* [文档节选]:
------------------------------------------------------------
代码跑起来只是第一步,知道它有没有在跑、跑得怎么样,才是生产环境的硬功夫。MonkeyCode帮你从日志=>指标=>告警,一套搞定。
可观测性的三大支柱
可观测性
├── 日志(Logs) → 发生了什么?(详细记录)
├── 指标(Metrics)→ 系统状态如何?(数值时序)
└── 追踪(Traces) → 请求链路怎样?(调用链)
MonkeyCode能帮你把这三件事全自动化。
第一层:日志(Logs)
反模式:print大法
# 这种代码生产环境就是灾难
print("用户登录成功")
print(f"订单创建:{order_id}") # 没有时间、没有级别、没有上下文
正模式:结构化日志
让MonkeyCode帮你重构:
# 结构化日志,可搜索、可告警
import structlog
import sys
# 配置structlog
structlog.configure(
processors=[
structlog.contextvars.merge_contextvars,
structlog.processors.add_log_level,
structlog.processors.TimeStamper(fmt="iso"),
structlog.dev.ConsoleRenderer() # 开发环境友好
],
logger_factory=structlog.PrintLoggerFactory(file=sys.stderr)
)
log = structlog.get_logger()
------------------------------------------------------------
* [练习]:
#1 请把下面条目从第一行起，一直到含有“123), (23, 147)]”的那一行，逐字重新抄写一遍，首尾两行都要包括在内。
#2 请从这篇关于可观测性的文档最后一句之后接着往下写。

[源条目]
------------------------------------------------------------
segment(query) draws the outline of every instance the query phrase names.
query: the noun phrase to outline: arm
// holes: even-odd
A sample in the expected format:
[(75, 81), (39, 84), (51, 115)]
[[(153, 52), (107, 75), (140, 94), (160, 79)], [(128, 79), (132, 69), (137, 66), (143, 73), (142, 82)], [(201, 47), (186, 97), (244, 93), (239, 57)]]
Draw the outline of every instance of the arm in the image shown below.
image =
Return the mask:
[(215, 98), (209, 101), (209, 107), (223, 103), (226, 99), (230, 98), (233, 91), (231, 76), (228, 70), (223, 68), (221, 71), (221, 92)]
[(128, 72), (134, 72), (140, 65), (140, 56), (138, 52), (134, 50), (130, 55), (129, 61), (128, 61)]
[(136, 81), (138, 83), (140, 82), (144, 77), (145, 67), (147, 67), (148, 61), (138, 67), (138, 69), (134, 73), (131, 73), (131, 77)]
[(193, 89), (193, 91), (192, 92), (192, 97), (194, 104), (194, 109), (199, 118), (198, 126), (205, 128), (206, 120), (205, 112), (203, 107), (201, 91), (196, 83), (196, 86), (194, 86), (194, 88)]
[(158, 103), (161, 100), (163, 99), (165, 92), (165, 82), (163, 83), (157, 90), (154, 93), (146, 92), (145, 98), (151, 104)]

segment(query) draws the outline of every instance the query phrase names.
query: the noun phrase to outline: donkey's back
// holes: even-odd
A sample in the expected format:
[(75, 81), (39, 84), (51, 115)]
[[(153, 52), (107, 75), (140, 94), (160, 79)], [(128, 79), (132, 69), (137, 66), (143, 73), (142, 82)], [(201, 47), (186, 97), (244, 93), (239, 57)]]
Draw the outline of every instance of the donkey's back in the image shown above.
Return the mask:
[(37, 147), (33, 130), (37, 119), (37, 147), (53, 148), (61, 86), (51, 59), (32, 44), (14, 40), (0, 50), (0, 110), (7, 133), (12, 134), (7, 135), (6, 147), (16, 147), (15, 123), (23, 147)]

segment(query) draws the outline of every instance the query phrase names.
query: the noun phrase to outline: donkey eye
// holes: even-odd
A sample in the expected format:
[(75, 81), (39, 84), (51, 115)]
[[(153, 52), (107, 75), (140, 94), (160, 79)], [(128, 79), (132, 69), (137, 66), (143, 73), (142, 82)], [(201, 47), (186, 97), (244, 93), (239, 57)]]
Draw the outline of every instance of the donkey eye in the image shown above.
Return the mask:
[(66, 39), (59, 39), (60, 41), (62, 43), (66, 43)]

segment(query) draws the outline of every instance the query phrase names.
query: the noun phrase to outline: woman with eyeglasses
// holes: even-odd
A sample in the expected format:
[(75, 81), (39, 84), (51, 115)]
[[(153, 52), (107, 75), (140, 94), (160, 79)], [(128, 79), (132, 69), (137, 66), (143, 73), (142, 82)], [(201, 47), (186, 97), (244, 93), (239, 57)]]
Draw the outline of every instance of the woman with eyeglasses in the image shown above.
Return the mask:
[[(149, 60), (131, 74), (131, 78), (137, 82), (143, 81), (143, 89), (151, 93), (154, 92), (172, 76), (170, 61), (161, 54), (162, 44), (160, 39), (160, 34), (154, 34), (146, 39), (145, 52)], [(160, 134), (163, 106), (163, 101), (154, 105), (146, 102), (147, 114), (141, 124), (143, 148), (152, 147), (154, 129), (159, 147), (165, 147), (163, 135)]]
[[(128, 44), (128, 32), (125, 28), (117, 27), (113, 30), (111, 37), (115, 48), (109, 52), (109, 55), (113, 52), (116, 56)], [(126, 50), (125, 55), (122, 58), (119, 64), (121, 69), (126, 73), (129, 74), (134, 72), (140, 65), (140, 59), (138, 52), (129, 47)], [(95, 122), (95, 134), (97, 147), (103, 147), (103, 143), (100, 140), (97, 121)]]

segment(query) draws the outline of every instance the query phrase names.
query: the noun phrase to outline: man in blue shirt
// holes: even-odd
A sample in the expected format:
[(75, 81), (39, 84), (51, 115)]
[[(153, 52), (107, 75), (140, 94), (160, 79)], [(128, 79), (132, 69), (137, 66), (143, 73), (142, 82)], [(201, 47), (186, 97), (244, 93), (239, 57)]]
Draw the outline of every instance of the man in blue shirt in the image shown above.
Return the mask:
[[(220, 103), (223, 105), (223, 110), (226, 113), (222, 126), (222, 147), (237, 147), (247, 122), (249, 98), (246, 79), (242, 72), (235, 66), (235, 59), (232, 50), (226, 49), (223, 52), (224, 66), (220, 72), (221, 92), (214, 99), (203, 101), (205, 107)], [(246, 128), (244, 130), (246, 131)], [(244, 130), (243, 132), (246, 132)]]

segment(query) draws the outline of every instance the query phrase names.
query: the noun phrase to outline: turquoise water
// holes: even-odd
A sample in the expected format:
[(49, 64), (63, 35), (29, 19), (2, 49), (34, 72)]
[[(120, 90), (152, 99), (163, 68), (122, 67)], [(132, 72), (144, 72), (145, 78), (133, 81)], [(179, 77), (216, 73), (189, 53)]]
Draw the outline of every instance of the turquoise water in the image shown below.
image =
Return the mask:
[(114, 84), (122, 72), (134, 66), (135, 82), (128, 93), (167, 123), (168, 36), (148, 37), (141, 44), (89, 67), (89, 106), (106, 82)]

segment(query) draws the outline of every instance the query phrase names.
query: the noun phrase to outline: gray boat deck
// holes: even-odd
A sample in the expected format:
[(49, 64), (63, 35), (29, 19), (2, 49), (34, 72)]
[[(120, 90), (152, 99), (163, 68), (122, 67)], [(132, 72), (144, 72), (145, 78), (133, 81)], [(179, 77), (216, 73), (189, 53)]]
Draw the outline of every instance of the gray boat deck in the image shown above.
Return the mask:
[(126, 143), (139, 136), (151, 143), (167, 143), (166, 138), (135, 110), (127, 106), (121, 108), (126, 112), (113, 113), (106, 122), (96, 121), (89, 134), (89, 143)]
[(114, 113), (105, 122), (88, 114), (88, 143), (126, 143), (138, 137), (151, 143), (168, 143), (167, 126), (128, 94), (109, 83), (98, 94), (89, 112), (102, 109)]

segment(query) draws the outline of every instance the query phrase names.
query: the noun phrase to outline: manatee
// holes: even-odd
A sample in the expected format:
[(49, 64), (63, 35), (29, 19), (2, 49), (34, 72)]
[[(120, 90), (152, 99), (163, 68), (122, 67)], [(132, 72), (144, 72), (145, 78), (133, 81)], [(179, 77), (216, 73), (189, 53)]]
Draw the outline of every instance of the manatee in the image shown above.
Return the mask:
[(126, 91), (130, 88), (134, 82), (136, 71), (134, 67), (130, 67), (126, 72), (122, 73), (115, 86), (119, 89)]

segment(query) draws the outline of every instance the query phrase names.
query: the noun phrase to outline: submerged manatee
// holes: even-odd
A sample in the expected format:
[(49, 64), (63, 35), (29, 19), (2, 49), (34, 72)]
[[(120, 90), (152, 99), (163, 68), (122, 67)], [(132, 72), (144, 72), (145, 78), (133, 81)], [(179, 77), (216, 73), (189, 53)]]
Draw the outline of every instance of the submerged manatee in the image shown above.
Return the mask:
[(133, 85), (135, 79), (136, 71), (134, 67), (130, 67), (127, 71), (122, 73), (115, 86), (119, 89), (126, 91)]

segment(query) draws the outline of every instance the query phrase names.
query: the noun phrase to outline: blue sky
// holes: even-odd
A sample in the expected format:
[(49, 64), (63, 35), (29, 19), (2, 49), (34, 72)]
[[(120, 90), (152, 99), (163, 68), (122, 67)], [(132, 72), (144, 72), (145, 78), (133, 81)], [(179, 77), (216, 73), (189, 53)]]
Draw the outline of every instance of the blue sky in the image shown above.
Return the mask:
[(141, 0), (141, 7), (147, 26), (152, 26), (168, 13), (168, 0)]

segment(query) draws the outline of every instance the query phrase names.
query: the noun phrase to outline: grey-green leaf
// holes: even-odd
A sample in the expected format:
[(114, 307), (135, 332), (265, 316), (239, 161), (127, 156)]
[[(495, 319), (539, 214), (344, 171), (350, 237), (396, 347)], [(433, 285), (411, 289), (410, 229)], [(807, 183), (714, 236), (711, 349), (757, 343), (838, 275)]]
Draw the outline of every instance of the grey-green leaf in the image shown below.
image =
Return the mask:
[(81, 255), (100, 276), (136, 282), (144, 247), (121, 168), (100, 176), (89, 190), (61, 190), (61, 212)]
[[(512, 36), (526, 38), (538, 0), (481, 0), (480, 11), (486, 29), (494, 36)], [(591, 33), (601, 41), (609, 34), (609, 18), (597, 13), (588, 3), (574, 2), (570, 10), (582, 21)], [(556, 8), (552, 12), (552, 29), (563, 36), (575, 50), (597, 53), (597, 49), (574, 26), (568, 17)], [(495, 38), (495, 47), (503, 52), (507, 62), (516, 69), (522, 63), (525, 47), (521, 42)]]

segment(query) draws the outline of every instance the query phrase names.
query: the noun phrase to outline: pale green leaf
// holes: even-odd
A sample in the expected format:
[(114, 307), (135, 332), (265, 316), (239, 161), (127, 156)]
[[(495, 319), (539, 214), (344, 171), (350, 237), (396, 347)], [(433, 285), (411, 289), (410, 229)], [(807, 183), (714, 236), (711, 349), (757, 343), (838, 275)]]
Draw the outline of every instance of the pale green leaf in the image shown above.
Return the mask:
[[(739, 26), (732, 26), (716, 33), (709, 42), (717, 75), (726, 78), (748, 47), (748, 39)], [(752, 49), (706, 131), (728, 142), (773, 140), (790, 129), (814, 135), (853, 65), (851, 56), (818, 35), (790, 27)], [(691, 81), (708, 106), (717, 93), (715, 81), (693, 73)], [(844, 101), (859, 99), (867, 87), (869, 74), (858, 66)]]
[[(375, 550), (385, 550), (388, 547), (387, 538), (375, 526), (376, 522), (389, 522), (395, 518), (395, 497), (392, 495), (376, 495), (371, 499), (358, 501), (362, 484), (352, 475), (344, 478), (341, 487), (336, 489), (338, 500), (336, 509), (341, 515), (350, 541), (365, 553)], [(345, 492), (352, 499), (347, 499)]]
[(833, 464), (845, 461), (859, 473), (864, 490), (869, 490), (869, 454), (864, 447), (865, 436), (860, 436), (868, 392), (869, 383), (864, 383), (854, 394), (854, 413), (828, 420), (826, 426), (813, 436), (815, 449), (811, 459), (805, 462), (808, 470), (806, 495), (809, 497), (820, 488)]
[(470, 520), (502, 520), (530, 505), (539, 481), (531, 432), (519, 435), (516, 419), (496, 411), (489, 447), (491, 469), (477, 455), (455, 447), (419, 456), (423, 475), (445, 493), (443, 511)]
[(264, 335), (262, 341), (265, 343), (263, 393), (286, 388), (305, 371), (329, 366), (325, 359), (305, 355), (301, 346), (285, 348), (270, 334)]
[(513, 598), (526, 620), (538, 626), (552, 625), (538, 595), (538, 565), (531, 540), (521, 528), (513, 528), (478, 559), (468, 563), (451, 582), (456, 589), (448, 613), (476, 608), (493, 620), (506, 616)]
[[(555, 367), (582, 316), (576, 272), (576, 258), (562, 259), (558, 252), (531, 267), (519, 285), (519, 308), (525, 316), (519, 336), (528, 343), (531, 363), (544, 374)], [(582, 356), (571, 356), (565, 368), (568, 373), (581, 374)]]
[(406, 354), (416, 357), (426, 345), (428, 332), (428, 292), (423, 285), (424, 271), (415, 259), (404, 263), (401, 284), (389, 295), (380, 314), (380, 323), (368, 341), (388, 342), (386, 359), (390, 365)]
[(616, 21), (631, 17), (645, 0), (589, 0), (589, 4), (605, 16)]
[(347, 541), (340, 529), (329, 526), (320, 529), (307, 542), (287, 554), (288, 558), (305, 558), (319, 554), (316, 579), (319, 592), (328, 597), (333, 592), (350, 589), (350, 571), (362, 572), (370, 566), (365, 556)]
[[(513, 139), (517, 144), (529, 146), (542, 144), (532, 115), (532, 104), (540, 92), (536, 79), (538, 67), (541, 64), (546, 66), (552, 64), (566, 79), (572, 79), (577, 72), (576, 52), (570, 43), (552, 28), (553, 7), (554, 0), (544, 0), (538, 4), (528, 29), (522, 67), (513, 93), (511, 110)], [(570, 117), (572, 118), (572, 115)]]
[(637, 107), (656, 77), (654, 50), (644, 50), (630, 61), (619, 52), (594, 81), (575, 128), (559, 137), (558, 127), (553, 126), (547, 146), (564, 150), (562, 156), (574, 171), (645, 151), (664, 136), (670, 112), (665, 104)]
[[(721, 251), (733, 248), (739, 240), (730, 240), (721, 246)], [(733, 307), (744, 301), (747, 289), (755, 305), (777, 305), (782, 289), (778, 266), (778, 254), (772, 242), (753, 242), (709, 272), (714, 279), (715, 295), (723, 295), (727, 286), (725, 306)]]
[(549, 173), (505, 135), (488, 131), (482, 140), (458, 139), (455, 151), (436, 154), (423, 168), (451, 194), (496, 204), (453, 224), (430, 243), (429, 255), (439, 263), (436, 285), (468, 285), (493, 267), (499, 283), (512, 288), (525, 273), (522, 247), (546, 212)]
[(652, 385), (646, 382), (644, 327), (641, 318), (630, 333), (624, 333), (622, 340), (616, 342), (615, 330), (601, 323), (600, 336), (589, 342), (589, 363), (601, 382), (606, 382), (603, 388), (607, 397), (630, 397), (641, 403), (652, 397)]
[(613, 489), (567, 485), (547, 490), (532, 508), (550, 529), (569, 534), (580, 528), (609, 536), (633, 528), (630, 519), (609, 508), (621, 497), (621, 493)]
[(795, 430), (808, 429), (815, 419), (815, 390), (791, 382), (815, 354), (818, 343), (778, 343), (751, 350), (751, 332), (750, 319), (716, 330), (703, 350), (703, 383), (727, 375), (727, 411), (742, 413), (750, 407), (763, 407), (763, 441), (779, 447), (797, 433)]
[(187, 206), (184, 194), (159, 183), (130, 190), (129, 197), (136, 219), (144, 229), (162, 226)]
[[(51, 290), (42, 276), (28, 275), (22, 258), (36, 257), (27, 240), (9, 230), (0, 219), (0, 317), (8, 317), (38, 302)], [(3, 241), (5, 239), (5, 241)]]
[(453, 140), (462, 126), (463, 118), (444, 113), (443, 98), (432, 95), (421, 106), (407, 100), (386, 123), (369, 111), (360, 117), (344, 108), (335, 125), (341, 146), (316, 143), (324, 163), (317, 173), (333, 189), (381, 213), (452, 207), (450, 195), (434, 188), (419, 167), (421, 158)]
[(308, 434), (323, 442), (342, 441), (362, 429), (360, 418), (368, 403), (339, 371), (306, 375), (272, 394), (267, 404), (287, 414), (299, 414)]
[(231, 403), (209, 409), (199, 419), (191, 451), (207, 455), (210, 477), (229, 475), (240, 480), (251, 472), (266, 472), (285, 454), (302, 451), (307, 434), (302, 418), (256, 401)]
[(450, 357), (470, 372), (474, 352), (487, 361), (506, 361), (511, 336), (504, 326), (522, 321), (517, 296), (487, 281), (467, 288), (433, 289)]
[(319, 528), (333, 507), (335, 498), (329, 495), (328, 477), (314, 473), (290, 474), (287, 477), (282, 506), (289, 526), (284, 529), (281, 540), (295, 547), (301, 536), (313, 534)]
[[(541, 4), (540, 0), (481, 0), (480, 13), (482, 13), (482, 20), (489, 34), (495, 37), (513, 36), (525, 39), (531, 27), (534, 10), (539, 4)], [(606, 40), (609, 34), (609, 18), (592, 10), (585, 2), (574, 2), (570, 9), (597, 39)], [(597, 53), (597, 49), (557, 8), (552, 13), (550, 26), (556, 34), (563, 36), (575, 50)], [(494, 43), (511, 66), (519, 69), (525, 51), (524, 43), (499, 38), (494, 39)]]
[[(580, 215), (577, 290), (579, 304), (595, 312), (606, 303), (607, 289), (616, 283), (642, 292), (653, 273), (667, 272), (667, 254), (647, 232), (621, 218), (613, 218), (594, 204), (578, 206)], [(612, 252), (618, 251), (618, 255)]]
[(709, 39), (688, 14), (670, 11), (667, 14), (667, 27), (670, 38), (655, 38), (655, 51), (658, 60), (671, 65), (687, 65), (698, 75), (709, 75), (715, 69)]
------------------------------------------------------------
* [各题答案]:
#1
segment(query) draws the outline of every instance the query phrase names.
query: the noun phrase to outline: arm
// holes: even-odd
A sample in the expected format:
[(75, 81), (39, 84), (51, 115)]
[[(153, 52), (107, 75), (140, 94), (160, 79)], [(128, 79), (132, 69), (137, 66), (143, 73), (142, 82)], [(201, 47), (186, 97), (244, 93), (239, 57)]]
Draw the outline of every instance of the arm in the image shown below.
image =
Return the mask:
[(215, 98), (209, 101), (209, 107), (223, 103), (226, 99), (230, 98), (233, 91), (231, 76), (228, 70), (223, 68), (221, 71), (221, 92)]
[(128, 72), (134, 72), (140, 65), (140, 56), (138, 52), (134, 50), (130, 55), (129, 61), (128, 61)]
[(136, 81), (138, 83), (140, 82), (144, 77), (145, 67), (147, 67), (148, 61), (138, 67), (138, 69), (134, 73), (131, 73), (131, 77)]
[(193, 89), (193, 91), (192, 92), (192, 97), (194, 104), (194, 109), (199, 118), (198, 126), (205, 128), (206, 120), (205, 112), (203, 107), (201, 91), (196, 83), (196, 86), (194, 86), (194, 88)]
[(158, 103), (161, 100), (163, 99), (165, 92), (165, 82), (163, 83), (157, 90), (154, 93), (146, 92), (145, 98), (151, 104)]

segment(query) draws the outline of every instance the query phrase names.
query: the noun phrase to outline: donkey's back
// holes: even-odd
A sample in the expected format:
[(75, 81), (39, 84), (51, 115)]
[[(153, 52), (107, 75), (140, 94), (160, 79)], [(128, 79), (132, 69), (137, 66), (143, 73), (142, 82)], [(201, 47), (186, 97), (244, 93), (239, 57)]]
Draw the outline of every instance of the donkey's back in the image shown above.
Return the mask:
[(37, 147), (33, 130), (37, 119), (37, 147), (53, 148), (61, 86), (51, 59), (32, 44), (14, 40), (0, 50), (0, 110), (7, 133), (12, 134), (7, 135), (6, 147), (16, 147), (15, 123), (23, 147)]

#2
# 使用
async def login(email: str, password: str):
log.info("login.attempt", email=email, source="web")
try:
user = await authenticate(email, password)
log.info("login.success", user_id=user.id, email=email)
return user
except Exception as e:
log.error("login.failed", email=email, error=str(e), exc_info=True)
raise
输出(JSON格式,可接入ELK):
{"event": "login.success", "level": "info", "user_id": 42, "email": "user@example.com", "timestamp": "2024-06-01T10:30:00Z"}
第二层:指标(Metrics)
指标是数值型的时序数据,用来做监控大盘和告警。
用Prometheus + FastAPI暴露指标
# app/metrics.py
from prometheus_client import Counter, Histogram, Gauge, generate_latest
from fastapi import FastAPI, Response
import time
# 定义指标
REQUEST_COUNT = Counter(
"http_requests_total",
"Total HTTP requests",
["method", "endpoint", "status"]
)
REQUEST_DURATION = Histogram(
"http_request_duration_seconds",
"Request duration",
["method", "endpoint"]
)
ACTIVE_USERS = Gauge(
"active_users",
"Current active users"
)
DB_CONNECTION_POOL = Gauge(
"db_connection_pool_size",
"DB connection pool size"
)
# 中间件自动记录
async def metrics_middleware(request, call_next):
start = time.time()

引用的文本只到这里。